___ 与えられたデータ ___

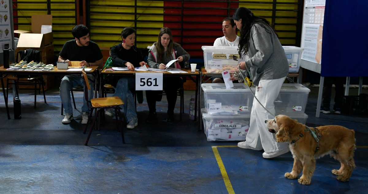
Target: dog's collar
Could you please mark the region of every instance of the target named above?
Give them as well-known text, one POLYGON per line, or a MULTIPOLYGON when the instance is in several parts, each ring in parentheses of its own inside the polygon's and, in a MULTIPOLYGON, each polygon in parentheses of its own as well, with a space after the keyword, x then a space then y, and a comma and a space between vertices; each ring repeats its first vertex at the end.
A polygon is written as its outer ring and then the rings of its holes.
POLYGON ((299 134, 299 135, 298 136, 297 138, 292 141, 291 143, 292 144, 295 143, 297 141, 299 140, 300 137, 302 137, 303 136, 304 136, 304 133, 305 132, 309 132, 313 136, 313 137, 314 138, 314 139, 316 140, 316 141, 317 141, 317 147, 316 147, 316 150, 314 151, 315 152, 317 152, 317 151, 319 150, 319 139, 321 139, 322 135, 321 134, 321 133, 318 132, 318 129, 315 127, 312 128, 315 130, 315 132, 312 129, 311 129, 311 128, 309 128, 308 126, 306 125, 305 128, 304 129, 304 131, 299 134), (316 134, 316 133, 317 133, 316 134))

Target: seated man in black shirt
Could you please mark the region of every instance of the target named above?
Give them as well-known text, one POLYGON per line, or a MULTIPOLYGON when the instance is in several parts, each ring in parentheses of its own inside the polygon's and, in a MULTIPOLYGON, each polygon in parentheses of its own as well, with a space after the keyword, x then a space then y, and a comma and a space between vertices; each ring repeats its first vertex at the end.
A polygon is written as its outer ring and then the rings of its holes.
MULTIPOLYGON (((72 34, 74 39, 65 43, 61 51, 58 61, 67 61, 68 66, 71 66, 71 61, 80 61, 81 67, 103 67, 102 54, 98 46, 89 40, 88 29, 83 25, 77 25, 73 28, 72 34)), ((92 75, 88 75, 89 79, 95 80, 92 75)), ((94 82, 90 82, 91 88, 93 88, 94 82)), ((65 111, 65 117, 61 121, 63 123, 70 122, 73 119, 73 108, 70 100, 70 91, 79 85, 83 86, 83 80, 80 75, 66 75, 61 80, 60 85, 60 97, 65 111)), ((88 97, 90 99, 93 96, 93 90, 91 90, 88 97)), ((88 121, 89 109, 87 102, 83 97, 83 105, 82 107, 82 124, 86 124, 88 121)))

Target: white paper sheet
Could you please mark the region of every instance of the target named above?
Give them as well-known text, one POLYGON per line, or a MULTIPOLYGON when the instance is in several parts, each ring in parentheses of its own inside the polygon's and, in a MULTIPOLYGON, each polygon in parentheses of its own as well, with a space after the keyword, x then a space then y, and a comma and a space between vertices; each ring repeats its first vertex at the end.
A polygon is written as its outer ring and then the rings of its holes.
POLYGON ((222 78, 224 79, 224 82, 225 82, 225 85, 226 86, 226 88, 231 88, 234 87, 234 84, 233 84, 233 81, 229 80, 231 76, 229 70, 225 71, 221 73, 222 74, 222 78))
POLYGON ((67 71, 82 71, 84 69, 84 71, 89 71, 92 70, 92 68, 72 68, 67 69, 67 71))
POLYGON ((180 69, 174 68, 175 69, 172 69, 168 71, 171 73, 187 73, 186 71, 183 71, 180 69))
POLYGON ((127 67, 113 67, 112 69, 115 71, 129 71, 127 67))
POLYGON ((148 69, 147 69, 146 65, 143 65, 143 66, 135 68, 135 70, 136 71, 148 71, 148 69))
MULTIPOLYGON (((178 60, 174 59, 174 60, 171 60, 171 61, 169 61, 169 62, 167 63, 167 64, 166 64, 166 69, 167 69, 168 68, 169 68, 169 67, 170 67, 170 65, 171 65, 171 64, 173 63, 174 62, 175 62, 175 61, 177 61, 178 60)), ((174 67, 175 68, 176 67, 174 67)))

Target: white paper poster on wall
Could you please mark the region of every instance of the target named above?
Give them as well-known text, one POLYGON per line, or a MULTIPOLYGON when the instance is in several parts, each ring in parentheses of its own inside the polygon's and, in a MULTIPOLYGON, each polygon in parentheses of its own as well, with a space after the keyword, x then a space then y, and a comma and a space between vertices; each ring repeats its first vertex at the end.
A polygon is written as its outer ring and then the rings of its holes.
POLYGON ((12 48, 11 29, 10 28, 10 14, 9 7, 13 6, 8 0, 0 2, 0 53, 3 49, 12 48))
POLYGON ((321 64, 326 0, 305 0, 303 17, 301 59, 321 64))

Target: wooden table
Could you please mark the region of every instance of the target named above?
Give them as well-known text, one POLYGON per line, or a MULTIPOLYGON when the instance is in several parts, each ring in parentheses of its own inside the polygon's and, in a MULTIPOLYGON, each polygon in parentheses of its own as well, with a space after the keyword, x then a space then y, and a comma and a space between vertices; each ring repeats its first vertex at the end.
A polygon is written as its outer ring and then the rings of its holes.
MULTIPOLYGON (((200 94, 199 94, 199 87, 201 87, 201 85, 199 84, 199 82, 201 81, 201 76, 200 75, 199 72, 198 71, 196 71, 195 72, 192 73, 190 72, 190 69, 186 69, 182 68, 181 69, 182 71, 185 71, 186 73, 170 73, 169 71, 163 71, 160 72, 156 72, 155 71, 105 71, 105 69, 103 69, 101 72, 101 77, 102 78, 103 76, 103 75, 116 75, 119 76, 126 76, 129 77, 134 77, 135 76, 136 73, 162 73, 163 74, 163 76, 164 77, 183 77, 185 78, 189 78, 192 81, 195 83, 195 109, 197 110, 197 111, 194 111, 194 121, 197 121, 197 115, 199 115, 200 114, 201 110, 199 108, 198 108, 199 107, 199 103, 200 103, 200 100, 198 100, 198 99, 201 99, 200 94), (193 77, 195 77, 195 78, 194 78, 193 77), (198 113, 197 114, 197 113, 198 113)), ((101 83, 103 83, 103 80, 102 80, 101 83)), ((102 86, 103 87, 103 86, 102 86)), ((100 91, 102 89, 102 88, 100 88, 100 91)), ((181 111, 180 110, 180 111, 181 111)), ((199 119, 198 120, 200 120, 199 119)), ((198 122, 198 129, 199 130, 200 129, 200 125, 201 125, 201 122, 198 122)))
MULTIPOLYGON (((98 80, 99 78, 99 71, 96 71, 98 69, 98 67, 92 66, 88 67, 88 68, 92 68, 92 70, 86 72, 88 73, 95 73, 96 78, 96 80, 98 80)), ((4 98, 5 101, 5 107, 6 107, 6 112, 8 114, 8 119, 10 119, 10 115, 9 112, 9 108, 8 107, 8 98, 5 93, 5 89, 4 85, 4 80, 3 79, 10 75, 81 75, 82 74, 81 71, 67 71, 67 69, 58 69, 56 66, 54 67, 54 69, 51 71, 21 71, 21 70, 7 70, 6 69, 4 68, 4 66, 0 67, 0 79, 1 79, 1 84, 3 87, 3 93, 4 94, 4 98)), ((97 85, 95 85, 95 87, 97 87, 97 85)), ((96 88, 95 87, 95 88, 96 88)), ((96 95, 95 93, 95 96, 96 95)))

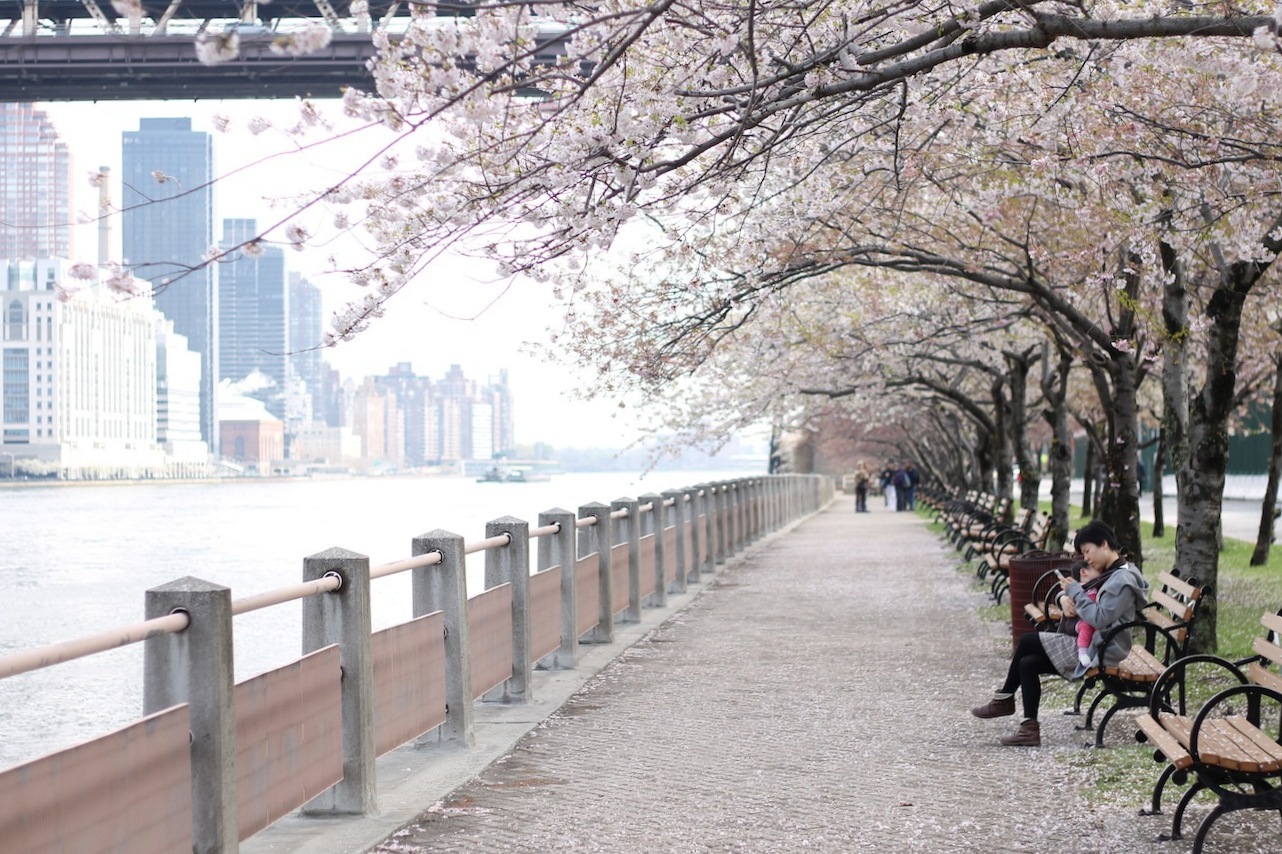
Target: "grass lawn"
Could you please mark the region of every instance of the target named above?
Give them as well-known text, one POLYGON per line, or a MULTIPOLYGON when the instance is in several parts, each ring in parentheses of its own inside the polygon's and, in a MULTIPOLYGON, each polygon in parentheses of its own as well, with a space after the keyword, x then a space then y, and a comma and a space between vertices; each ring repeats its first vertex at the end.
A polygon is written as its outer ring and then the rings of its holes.
MULTIPOLYGON (((1042 503, 1042 509, 1049 512, 1050 503, 1042 503)), ((1070 508, 1070 528, 1081 527, 1090 521, 1081 518, 1079 512, 1078 507, 1070 508)), ((942 524, 932 523, 931 530, 940 536, 944 535, 942 524)), ((1167 526, 1164 537, 1153 536, 1151 522, 1141 523, 1141 532, 1144 574, 1155 585, 1158 573, 1174 565, 1174 524, 1167 526)), ((1249 565, 1254 548, 1254 542, 1226 539, 1220 553, 1219 577, 1213 595, 1219 608, 1218 654, 1223 658, 1242 659, 1251 655, 1253 641, 1264 631, 1260 626, 1261 614, 1282 608, 1282 544, 1274 544, 1269 560, 1263 567, 1249 565)), ((958 571, 970 574, 973 564, 962 564, 958 571)), ((1006 603, 981 605, 979 615, 985 621, 1005 622, 1010 619, 1010 607, 1006 603)), ((1228 687, 1229 683, 1223 671, 1206 668, 1191 672, 1190 710, 1196 710, 1203 700, 1228 687)), ((1072 707, 1077 685, 1049 678, 1044 680, 1042 687, 1042 707, 1046 716, 1058 714, 1060 709, 1072 707)), ((1095 786, 1087 791, 1087 799, 1092 803, 1126 804, 1135 808, 1147 805, 1153 785, 1163 766, 1154 762, 1151 746, 1133 741, 1136 727, 1131 721, 1135 714, 1135 712, 1119 713, 1109 723, 1106 744, 1110 746, 1106 750, 1073 749, 1063 754, 1070 764, 1091 771, 1095 786)), ((1081 732, 1081 744, 1094 741, 1094 732, 1081 732)), ((1170 807, 1167 809, 1169 812, 1170 807)))

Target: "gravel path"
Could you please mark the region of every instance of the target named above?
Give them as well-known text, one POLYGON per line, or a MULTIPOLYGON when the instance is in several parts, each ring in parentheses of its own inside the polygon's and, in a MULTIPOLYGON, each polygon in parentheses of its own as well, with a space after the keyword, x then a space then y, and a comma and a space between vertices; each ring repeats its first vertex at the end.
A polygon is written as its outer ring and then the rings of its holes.
MULTIPOLYGON (((1088 805, 1073 718, 1013 749, 1015 719, 969 716, 1009 626, 954 564, 919 517, 838 499, 373 850, 1188 851, 1141 801, 1088 805)), ((1276 816, 1238 827, 1206 850, 1282 850, 1276 816)))

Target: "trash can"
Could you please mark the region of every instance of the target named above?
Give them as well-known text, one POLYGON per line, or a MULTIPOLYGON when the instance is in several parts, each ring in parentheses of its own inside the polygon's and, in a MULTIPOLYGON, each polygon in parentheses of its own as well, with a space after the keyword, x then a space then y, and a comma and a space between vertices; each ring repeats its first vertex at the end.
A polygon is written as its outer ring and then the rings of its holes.
MULTIPOLYGON (((1008 576, 1010 581, 1010 644, 1014 646, 1028 632, 1037 631, 1028 622, 1024 605, 1033 601, 1033 585, 1044 573, 1051 569, 1067 569, 1077 560, 1068 551, 1051 554, 1049 551, 1026 551, 1010 559, 1008 576)), ((1036 604, 1041 604, 1040 601, 1036 604)))

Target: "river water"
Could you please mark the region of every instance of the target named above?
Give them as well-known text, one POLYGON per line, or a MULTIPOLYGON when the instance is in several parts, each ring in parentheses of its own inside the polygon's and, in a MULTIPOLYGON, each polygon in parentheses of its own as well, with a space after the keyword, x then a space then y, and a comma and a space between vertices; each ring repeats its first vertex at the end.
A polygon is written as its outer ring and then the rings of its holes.
MULTIPOLYGON (((504 515, 576 512, 750 471, 560 474, 544 483, 465 477, 237 480, 0 489, 0 655, 141 622, 149 587, 195 576, 232 599, 299 583, 303 558, 331 546, 372 565, 410 555, 436 528, 467 542, 504 515)), ((469 594, 483 557, 472 555, 469 594)), ((373 585, 374 630, 412 617, 409 573, 373 585)), ((236 680, 301 653, 301 605, 236 618, 236 680)), ((112 732, 141 716, 142 645, 0 680, 0 769, 112 732)))

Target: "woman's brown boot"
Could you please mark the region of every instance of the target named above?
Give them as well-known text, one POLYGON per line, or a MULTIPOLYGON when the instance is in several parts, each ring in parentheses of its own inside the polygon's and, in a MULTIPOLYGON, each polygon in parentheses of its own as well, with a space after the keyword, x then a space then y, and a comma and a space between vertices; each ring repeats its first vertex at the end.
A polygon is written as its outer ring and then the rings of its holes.
POLYGON ((1040 748, 1041 746, 1041 727, 1036 721, 1024 721, 1015 730, 1014 735, 1005 736, 1001 744, 1011 748, 1040 748))
POLYGON ((1005 698, 992 698, 983 705, 977 705, 970 709, 970 714, 977 718, 1004 718, 1008 714, 1015 713, 1015 695, 1005 698))

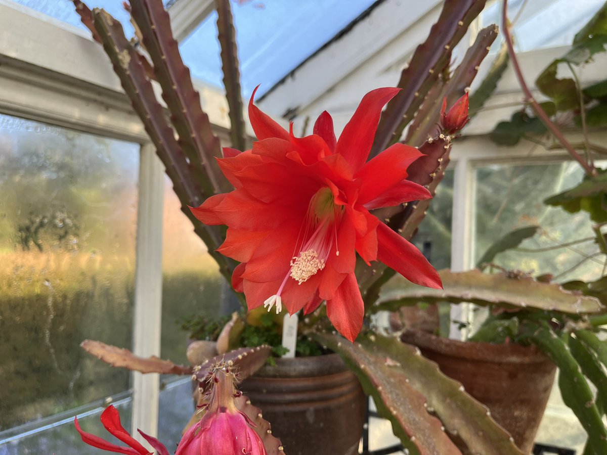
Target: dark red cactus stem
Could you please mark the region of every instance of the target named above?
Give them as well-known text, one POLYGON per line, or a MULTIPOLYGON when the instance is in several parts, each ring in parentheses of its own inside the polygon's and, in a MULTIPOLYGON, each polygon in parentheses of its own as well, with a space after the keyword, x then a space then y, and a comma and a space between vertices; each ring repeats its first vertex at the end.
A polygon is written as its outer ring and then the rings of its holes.
POLYGON ((219 139, 200 106, 200 95, 173 37, 168 13, 161 2, 153 0, 131 0, 131 5, 194 177, 208 195, 229 189, 215 160, 222 157, 219 139))
POLYGON ((470 23, 484 7, 485 0, 446 0, 426 41, 418 46, 398 86, 403 90, 388 103, 382 115, 370 157, 397 142, 421 106, 424 96, 449 65, 451 52, 470 23))
POLYGON ((405 144, 419 146, 429 135, 435 136, 439 132, 437 125, 441 103, 446 98, 447 106, 452 106, 472 85, 481 63, 489 53, 498 33, 498 27, 495 25, 487 27, 479 32, 474 43, 466 51, 461 63, 458 66, 453 75, 448 76, 443 84, 441 84, 439 81, 430 89, 423 105, 409 128, 407 138, 404 141, 405 144))
POLYGON ((232 147, 243 150, 246 148, 246 133, 242 113, 236 31, 229 0, 215 0, 215 2, 217 10, 217 38, 221 45, 223 86, 226 90, 231 123, 230 138, 232 147))
POLYGON ((569 155, 580 163, 580 166, 584 169, 586 174, 591 177, 595 176, 597 175, 596 168, 586 163, 575 149, 573 148, 558 129, 558 127, 551 121, 548 114, 541 109, 541 106, 535 101, 535 98, 534 98, 533 95, 531 93, 531 90, 529 90, 529 86, 527 85, 524 78, 523 76, 523 72, 521 71, 520 66, 518 64, 517 54, 514 52, 514 46, 512 44, 512 38, 510 36, 510 30, 509 29, 509 22, 508 21, 507 11, 508 1, 507 0, 503 0, 501 10, 502 33, 504 34, 504 39, 506 41, 506 46, 508 47, 508 53, 510 55, 510 58, 512 62, 512 68, 514 70, 515 74, 517 75, 517 78, 518 79, 518 83, 521 86, 521 89, 523 89, 523 92, 525 95, 525 102, 531 104, 531 107, 533 107, 534 110, 535 111, 535 113, 540 118, 540 120, 541 120, 541 123, 554 135, 554 137, 561 143, 563 147, 569 152, 569 155))
POLYGON ((196 234, 209 247, 209 252, 219 265, 221 273, 230 279, 236 263, 215 251, 223 241, 221 228, 204 226, 188 208, 188 205, 202 203, 202 192, 191 178, 185 157, 175 139, 173 129, 166 122, 163 110, 156 99, 141 61, 136 58, 138 54, 127 40, 120 22, 103 10, 95 10, 93 17, 95 29, 103 41, 114 71, 173 183, 175 194, 181 203, 181 211, 192 221, 196 234))

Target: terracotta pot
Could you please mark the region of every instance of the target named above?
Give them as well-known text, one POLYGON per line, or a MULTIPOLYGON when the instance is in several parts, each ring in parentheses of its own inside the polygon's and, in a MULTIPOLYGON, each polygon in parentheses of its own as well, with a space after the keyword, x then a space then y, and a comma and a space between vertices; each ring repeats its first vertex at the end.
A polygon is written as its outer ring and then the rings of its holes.
POLYGON ((289 455, 358 453, 367 397, 337 354, 277 359, 240 389, 289 455))
POLYGON ((401 339, 461 382, 517 445, 531 452, 557 369, 543 352, 535 346, 464 343, 416 331, 405 332, 401 339))

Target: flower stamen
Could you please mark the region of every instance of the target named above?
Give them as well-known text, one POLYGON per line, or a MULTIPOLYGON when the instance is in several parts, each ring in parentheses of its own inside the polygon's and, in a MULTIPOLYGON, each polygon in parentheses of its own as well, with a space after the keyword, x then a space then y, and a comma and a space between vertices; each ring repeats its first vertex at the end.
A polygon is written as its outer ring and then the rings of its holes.
POLYGON ((299 255, 291 260, 291 277, 297 280, 300 285, 318 271, 325 268, 326 260, 319 258, 316 250, 302 251, 299 255))

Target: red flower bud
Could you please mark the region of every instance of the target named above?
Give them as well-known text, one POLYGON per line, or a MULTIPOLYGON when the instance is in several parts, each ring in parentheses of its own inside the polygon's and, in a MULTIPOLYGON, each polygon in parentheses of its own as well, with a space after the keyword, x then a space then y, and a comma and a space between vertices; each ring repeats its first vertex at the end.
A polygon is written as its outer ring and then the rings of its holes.
POLYGON ((464 93, 463 96, 458 99, 446 114, 446 98, 443 100, 443 108, 441 109, 441 124, 447 133, 456 133, 470 120, 468 116, 468 93, 464 93))

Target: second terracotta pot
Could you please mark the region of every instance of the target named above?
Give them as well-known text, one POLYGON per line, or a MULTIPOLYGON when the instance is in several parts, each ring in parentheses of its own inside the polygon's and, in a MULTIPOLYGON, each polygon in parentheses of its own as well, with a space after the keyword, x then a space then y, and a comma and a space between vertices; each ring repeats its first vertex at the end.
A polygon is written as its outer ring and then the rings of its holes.
POLYGON ((277 359, 239 388, 289 455, 358 453, 367 397, 337 354, 277 359))
POLYGON ((535 347, 464 343, 422 332, 405 332, 401 339, 459 381, 531 453, 554 382, 556 366, 548 357, 535 347))

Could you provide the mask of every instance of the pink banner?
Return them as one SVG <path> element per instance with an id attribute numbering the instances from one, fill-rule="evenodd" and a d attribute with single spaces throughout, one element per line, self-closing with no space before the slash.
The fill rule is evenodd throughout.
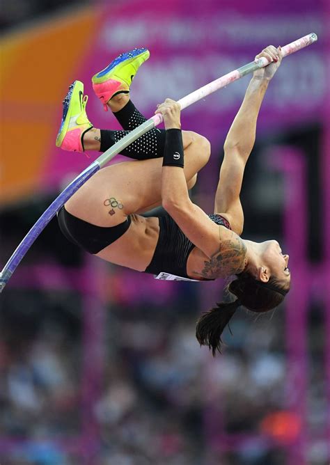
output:
<path id="1" fill-rule="evenodd" d="M 275 1 L 261 7 L 259 2 L 247 6 L 238 0 L 230 5 L 217 0 L 203 3 L 136 0 L 107 5 L 102 10 L 93 50 L 77 66 L 72 80 L 85 83 L 85 92 L 90 95 L 88 114 L 93 125 L 117 129 L 115 119 L 103 112 L 93 95 L 91 77 L 123 52 L 141 46 L 150 51 L 149 61 L 134 79 L 131 94 L 149 118 L 156 104 L 166 97 L 184 97 L 251 61 L 269 44 L 285 45 L 315 32 L 319 36 L 317 44 L 284 60 L 269 86 L 258 127 L 281 129 L 313 121 L 319 118 L 327 92 L 322 41 L 325 20 L 320 1 L 311 4 L 302 0 L 299 5 L 299 12 L 290 4 L 279 9 Z M 201 132 L 210 139 L 214 150 L 219 148 L 249 79 L 243 78 L 184 110 L 183 127 Z M 60 118 L 60 102 L 58 111 Z M 46 182 L 58 183 L 64 173 L 72 178 L 88 163 L 84 156 L 63 156 L 54 150 L 45 167 Z"/>

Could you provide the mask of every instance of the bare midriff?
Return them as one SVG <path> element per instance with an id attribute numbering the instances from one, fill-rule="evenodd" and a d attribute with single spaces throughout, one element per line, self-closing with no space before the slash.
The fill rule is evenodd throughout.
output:
<path id="1" fill-rule="evenodd" d="M 126 232 L 97 255 L 111 263 L 144 271 L 151 262 L 159 235 L 158 218 L 131 214 Z"/>

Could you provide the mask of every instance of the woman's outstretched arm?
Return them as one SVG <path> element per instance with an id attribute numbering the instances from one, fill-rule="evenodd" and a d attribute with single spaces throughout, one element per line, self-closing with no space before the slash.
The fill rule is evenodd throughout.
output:
<path id="1" fill-rule="evenodd" d="M 214 201 L 214 212 L 226 213 L 237 234 L 243 229 L 244 216 L 239 200 L 245 166 L 256 140 L 259 111 L 270 79 L 281 61 L 280 49 L 269 45 L 257 55 L 273 63 L 255 72 L 224 143 L 224 157 Z"/>
<path id="2" fill-rule="evenodd" d="M 246 247 L 234 232 L 219 226 L 188 195 L 183 175 L 183 150 L 180 106 L 166 99 L 159 106 L 166 128 L 166 140 L 162 173 L 162 205 L 186 236 L 212 259 L 217 276 L 242 271 Z"/>

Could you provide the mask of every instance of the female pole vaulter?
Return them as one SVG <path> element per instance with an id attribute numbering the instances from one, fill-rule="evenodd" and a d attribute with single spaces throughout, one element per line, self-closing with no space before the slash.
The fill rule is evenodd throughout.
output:
<path id="1" fill-rule="evenodd" d="M 84 86 L 76 81 L 63 101 L 56 145 L 104 152 L 143 123 L 146 118 L 130 100 L 129 86 L 148 56 L 146 49 L 124 54 L 92 79 L 104 109 L 110 108 L 124 131 L 92 126 Z M 209 159 L 210 143 L 201 135 L 181 130 L 180 105 L 166 99 L 155 112 L 162 114 L 165 130 L 153 129 L 122 152 L 137 161 L 100 170 L 58 215 L 69 240 L 107 261 L 161 279 L 201 281 L 235 276 L 228 290 L 236 299 L 217 304 L 197 324 L 199 342 L 208 345 L 214 355 L 220 351 L 225 326 L 239 306 L 267 311 L 283 301 L 290 288 L 289 257 L 279 244 L 240 237 L 244 168 L 254 144 L 261 103 L 281 64 L 281 48 L 270 45 L 256 58 L 262 56 L 272 63 L 254 72 L 226 137 L 213 214 L 205 213 L 188 195 L 196 173 Z M 166 214 L 141 214 L 161 203 Z"/>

___

やること
資料のうち、文字列「paper」を含む行をすべて、一行も欠かさずそのまま返す。大文字と小文字は区別する。

結果
Target: white paper sheet
Target: white paper poster on wall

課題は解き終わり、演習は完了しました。